Point-per-instance localization data
◇ ◇ ◇ ◇

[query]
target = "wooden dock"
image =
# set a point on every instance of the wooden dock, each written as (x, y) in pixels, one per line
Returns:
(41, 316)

◇ ◇ ◇ ◇

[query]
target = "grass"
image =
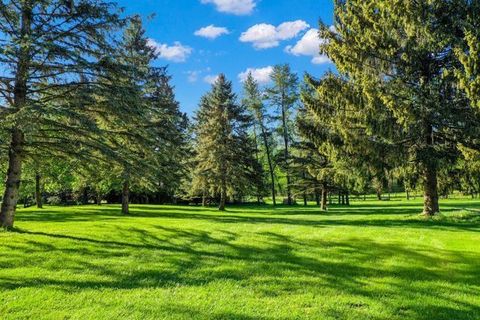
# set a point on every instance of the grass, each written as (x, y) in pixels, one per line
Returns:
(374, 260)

◇ ◇ ◇ ◇

◆ **WORK REQUIRED**
Scan the records above and report every line with the string "each".

◆ **EXPECTED OUTPUT**
# set a point on every instance of the wooden dock, each written as (x, y) in pixels, one per line
# set a point on every instance of the grass, each written as (x, y) in pixels, one per line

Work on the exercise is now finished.